Pick out and copy each line in the entries below that contains the word "pillar". Case counts.

A run of entries
'''

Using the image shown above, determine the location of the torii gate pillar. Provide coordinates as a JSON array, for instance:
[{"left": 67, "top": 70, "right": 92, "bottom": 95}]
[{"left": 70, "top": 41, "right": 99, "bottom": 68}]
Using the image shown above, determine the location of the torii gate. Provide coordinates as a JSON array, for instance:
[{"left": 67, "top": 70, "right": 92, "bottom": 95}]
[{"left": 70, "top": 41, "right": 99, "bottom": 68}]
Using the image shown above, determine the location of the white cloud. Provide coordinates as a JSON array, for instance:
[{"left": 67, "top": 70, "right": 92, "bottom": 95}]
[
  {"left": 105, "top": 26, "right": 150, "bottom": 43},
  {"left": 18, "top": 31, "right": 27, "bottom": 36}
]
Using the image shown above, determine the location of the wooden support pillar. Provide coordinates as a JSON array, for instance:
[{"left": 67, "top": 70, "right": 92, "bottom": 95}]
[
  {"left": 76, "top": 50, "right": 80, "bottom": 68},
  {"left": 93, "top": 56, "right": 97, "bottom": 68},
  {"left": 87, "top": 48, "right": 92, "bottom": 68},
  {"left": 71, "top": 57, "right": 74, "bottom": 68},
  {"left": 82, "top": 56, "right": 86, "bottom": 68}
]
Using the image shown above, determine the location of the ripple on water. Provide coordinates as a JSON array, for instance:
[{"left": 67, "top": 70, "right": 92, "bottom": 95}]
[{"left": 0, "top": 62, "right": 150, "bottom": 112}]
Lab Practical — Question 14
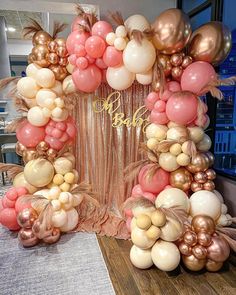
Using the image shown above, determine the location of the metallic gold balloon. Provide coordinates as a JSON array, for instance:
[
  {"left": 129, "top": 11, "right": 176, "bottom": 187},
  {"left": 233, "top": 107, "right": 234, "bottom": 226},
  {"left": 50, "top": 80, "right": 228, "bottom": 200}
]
[
  {"left": 206, "top": 259, "right": 223, "bottom": 272},
  {"left": 32, "top": 45, "right": 50, "bottom": 68},
  {"left": 179, "top": 242, "right": 192, "bottom": 256},
  {"left": 183, "top": 231, "right": 197, "bottom": 247},
  {"left": 182, "top": 255, "right": 206, "bottom": 271},
  {"left": 194, "top": 171, "right": 207, "bottom": 183},
  {"left": 152, "top": 8, "right": 191, "bottom": 54},
  {"left": 32, "top": 31, "right": 52, "bottom": 46},
  {"left": 186, "top": 153, "right": 209, "bottom": 173},
  {"left": 191, "top": 182, "right": 203, "bottom": 193},
  {"left": 205, "top": 169, "right": 216, "bottom": 180},
  {"left": 47, "top": 52, "right": 59, "bottom": 65},
  {"left": 18, "top": 228, "right": 39, "bottom": 247},
  {"left": 203, "top": 180, "right": 215, "bottom": 192},
  {"left": 171, "top": 67, "right": 183, "bottom": 81},
  {"left": 43, "top": 228, "right": 61, "bottom": 244},
  {"left": 188, "top": 22, "right": 232, "bottom": 65},
  {"left": 157, "top": 54, "right": 172, "bottom": 77},
  {"left": 192, "top": 215, "right": 215, "bottom": 235},
  {"left": 16, "top": 141, "right": 27, "bottom": 156},
  {"left": 192, "top": 245, "right": 207, "bottom": 259},
  {"left": 207, "top": 236, "right": 230, "bottom": 262},
  {"left": 197, "top": 231, "right": 211, "bottom": 247},
  {"left": 49, "top": 65, "right": 68, "bottom": 81},
  {"left": 170, "top": 53, "right": 183, "bottom": 67},
  {"left": 17, "top": 208, "right": 38, "bottom": 228},
  {"left": 22, "top": 149, "right": 38, "bottom": 163},
  {"left": 170, "top": 168, "right": 193, "bottom": 191},
  {"left": 181, "top": 55, "right": 193, "bottom": 69}
]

'''

▶ _Exercise output_:
Using the image shown above, determine the location of the torii gate pillar. Provide coordinates as a JSON array, for instance:
Using the image shown above, determine the location of the wooden support pillar. Provide coordinates as a JSON array, for instance:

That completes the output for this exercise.